>> begin Document extract

UK: A Drive To Harmonise | EBA Consults On SREP Guidelines

Last Updated: 23 July 2014
Article by Vishwas Khanna and Dea Markova

Most Read Contributor in UK, August 2017

On 7 July, the European Banking Authority (EBA) began a consultation on guidelines for common procedures and methodologies for the supervisory review and evaluation process (SREP) as provided for in the Capital Requirements Directive (CRD IV).

This is the most comprehensive document on how EU banking supervisors should assess risk issued to date - it extends the focus of the SREP from capital risk and adequacy to a much more comprehensive assessment of a bank's business and risk profile. To put this in context the Guidelines are almost 5 times longer than those previously issued at an EU level. By providing a risk-by-risk approach, the Guidelines are intended to drive significant convergence in micro-prudential supervision across the EU. They should form the basis for SREP under the Eurozone's Single Supervisory Mechanism (SSM), thus providing one of the first tangible insights into the practical application of supervision under the SSM.

Overall, the Guidelines advance the SREP framework and focus on a range of areas which not only include the Internal Capital Adequacy Assessment Process (ICAAP) but also the underlying business model characteristics and risks, financial resources, governance and controls, using a scoring based-approach which enables peer comparison.

The four key elements upon which the individual institution will be scored are:

  1. Business Model Analysis (BMA)

>> end Document extract
>> begin Data listing

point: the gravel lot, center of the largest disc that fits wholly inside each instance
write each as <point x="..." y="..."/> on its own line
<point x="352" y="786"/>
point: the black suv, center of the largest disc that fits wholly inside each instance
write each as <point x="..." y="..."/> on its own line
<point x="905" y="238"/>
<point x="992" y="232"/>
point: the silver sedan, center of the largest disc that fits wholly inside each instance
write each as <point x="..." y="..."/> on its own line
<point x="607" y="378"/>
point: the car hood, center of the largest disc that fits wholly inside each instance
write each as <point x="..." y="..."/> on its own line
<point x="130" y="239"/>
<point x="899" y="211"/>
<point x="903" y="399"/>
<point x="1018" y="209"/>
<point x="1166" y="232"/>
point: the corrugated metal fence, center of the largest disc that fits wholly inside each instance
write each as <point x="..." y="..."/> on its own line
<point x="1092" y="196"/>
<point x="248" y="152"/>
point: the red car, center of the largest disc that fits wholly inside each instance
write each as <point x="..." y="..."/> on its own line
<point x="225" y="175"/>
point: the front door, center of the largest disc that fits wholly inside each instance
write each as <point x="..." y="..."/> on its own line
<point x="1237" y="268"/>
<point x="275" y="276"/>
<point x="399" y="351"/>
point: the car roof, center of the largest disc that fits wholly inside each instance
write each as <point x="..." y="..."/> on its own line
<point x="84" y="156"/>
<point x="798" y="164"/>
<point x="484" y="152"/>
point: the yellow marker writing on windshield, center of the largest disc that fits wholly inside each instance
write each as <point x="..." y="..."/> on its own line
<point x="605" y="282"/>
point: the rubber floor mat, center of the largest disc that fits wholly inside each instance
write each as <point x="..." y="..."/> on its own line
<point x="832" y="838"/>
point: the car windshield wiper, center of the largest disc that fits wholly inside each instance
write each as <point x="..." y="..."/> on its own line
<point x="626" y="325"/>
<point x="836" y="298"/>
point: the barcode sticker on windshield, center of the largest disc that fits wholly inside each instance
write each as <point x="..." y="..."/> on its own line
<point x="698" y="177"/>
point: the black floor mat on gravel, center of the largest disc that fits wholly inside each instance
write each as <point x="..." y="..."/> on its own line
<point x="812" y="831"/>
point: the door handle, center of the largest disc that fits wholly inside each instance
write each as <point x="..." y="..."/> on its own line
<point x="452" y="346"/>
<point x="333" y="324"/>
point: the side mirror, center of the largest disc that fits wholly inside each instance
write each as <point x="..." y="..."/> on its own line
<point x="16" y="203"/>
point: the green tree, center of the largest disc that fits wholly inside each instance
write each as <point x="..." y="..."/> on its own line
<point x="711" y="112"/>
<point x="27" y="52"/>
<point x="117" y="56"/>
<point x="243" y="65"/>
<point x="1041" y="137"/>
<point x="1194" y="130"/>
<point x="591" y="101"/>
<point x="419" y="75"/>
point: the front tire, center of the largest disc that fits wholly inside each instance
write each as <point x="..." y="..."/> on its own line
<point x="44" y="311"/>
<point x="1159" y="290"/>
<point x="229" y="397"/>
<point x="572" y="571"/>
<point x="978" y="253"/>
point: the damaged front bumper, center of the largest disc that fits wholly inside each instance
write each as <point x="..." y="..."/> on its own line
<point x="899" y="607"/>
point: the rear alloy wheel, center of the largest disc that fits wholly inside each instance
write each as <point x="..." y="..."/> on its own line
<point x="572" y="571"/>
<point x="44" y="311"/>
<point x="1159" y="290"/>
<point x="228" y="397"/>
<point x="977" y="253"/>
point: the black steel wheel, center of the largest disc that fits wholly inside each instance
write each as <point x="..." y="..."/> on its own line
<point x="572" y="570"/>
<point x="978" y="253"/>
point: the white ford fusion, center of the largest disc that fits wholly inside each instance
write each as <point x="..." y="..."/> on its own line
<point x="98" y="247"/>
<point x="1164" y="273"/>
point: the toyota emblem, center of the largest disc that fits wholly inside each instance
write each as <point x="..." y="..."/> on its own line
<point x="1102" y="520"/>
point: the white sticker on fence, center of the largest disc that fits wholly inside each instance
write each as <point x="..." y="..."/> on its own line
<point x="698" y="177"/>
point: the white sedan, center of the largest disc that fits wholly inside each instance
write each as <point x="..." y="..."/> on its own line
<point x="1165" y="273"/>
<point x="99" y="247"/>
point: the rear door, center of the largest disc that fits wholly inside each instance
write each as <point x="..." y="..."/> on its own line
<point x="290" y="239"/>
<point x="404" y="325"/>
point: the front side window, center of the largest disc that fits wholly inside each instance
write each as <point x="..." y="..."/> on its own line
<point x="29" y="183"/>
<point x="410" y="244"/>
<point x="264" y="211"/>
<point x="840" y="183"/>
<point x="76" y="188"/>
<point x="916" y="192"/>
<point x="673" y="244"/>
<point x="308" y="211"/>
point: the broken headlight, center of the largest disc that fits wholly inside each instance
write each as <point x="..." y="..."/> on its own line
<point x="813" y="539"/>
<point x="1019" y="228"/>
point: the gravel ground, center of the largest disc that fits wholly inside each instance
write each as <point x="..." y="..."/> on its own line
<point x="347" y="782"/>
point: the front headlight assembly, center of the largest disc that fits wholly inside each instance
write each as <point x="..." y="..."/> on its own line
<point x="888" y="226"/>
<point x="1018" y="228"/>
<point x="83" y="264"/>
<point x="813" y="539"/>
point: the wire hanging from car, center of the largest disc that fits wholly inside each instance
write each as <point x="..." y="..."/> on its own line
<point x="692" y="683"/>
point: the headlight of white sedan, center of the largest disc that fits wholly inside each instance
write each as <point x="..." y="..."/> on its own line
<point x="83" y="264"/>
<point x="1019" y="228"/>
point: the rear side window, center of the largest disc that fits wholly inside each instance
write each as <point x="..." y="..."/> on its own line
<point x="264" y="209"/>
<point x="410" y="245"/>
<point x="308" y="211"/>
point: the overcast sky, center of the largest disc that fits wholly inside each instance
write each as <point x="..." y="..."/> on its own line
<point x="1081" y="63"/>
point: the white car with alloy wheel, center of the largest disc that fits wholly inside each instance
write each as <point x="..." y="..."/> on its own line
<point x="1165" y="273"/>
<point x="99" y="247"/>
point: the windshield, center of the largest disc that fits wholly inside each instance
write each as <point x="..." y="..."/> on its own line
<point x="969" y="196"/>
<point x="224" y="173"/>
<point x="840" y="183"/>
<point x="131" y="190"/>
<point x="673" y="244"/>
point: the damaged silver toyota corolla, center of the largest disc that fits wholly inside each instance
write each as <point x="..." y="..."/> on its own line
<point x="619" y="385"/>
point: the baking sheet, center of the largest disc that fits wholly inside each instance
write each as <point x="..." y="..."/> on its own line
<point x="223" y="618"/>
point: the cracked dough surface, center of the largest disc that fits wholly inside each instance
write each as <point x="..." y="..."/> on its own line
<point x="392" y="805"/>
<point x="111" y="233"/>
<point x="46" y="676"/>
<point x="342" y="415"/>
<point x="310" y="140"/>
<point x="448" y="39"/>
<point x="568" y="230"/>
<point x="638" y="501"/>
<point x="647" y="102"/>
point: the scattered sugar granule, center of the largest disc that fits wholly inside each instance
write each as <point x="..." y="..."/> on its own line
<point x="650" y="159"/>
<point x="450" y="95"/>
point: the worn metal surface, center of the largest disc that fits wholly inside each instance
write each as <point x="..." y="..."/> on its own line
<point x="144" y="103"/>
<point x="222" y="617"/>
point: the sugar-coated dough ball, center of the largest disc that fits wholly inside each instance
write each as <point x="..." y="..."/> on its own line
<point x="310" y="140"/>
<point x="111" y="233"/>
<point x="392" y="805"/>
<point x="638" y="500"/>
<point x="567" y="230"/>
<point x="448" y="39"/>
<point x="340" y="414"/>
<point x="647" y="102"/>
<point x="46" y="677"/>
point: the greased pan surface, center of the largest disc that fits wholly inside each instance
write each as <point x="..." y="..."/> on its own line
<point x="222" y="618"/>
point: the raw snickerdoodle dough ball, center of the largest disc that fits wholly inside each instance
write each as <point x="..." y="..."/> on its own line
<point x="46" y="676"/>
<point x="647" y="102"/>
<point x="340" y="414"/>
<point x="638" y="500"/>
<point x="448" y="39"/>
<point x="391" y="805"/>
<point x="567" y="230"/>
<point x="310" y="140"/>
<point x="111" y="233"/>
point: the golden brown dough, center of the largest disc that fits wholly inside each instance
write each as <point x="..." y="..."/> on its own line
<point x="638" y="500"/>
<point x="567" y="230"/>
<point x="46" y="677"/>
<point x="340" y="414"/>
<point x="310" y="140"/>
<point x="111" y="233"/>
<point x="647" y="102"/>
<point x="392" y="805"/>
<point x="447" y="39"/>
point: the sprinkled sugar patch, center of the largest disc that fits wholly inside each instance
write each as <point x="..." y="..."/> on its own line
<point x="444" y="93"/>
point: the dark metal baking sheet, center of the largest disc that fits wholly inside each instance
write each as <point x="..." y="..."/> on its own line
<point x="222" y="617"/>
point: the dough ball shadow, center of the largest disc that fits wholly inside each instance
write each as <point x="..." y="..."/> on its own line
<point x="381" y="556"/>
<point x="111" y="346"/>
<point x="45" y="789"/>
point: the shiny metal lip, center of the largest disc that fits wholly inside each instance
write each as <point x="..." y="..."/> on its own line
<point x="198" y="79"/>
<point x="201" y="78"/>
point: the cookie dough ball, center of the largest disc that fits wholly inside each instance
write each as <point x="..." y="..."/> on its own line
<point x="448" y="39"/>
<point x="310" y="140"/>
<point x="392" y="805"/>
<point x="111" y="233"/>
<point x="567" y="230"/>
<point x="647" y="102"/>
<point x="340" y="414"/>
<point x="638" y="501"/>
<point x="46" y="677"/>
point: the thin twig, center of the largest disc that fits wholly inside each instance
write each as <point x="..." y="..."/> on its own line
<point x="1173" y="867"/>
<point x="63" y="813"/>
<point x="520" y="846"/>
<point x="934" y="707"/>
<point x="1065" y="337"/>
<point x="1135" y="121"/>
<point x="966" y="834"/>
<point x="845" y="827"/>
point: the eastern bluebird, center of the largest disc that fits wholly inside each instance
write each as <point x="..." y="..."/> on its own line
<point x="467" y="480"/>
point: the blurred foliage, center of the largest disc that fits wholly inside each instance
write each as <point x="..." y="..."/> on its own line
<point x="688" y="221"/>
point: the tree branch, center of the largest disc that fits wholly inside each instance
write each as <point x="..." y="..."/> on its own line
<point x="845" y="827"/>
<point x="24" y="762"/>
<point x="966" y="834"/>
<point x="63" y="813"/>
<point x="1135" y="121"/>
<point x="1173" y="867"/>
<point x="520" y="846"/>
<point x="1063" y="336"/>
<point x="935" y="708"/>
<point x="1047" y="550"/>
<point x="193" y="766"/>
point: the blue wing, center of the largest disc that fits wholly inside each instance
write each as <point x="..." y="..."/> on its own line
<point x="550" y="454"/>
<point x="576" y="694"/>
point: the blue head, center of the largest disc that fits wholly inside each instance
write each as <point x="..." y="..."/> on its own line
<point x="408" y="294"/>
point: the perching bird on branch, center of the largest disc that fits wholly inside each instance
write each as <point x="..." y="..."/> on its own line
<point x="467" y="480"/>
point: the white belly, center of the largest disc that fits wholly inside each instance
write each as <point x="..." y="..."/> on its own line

>> end Data listing

__What the task asks__. According to the article on the EBA's SREP consultation, on what date did the European Banking Authority begin its consultation? Answer from the article alone.

__Final answer__. 7 July.